***** Materials provided
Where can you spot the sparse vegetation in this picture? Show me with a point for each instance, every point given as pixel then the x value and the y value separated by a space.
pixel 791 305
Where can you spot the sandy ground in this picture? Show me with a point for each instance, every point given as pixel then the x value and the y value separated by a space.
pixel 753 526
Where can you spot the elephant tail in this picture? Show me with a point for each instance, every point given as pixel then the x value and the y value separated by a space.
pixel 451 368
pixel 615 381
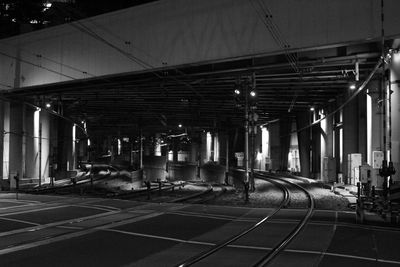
**********
■ Exercise prompt
Rewrite the lines in these rows as a JSON list of strings, one string per line, skipping blank lines and leaving out the pictures.

■ Solution to the problem
[
  "Where can you spot the sparse vegetation in this picture? Show me with a point for each instance, every point given as pixel then the x value and the y value separated by a space.",
  "pixel 791 305",
  "Where can you spot the sandy ground in this picture? Show me with a point for each instance, every point given as pixel then the x value and the y value separated by a space.",
  "pixel 753 526",
  "Where can you spot the elephant tail in this picture? Show me with a point for each instance, every point given as pixel then the x value and the y value separated by a space.",
  "pixel 451 368",
  "pixel 615 381"
]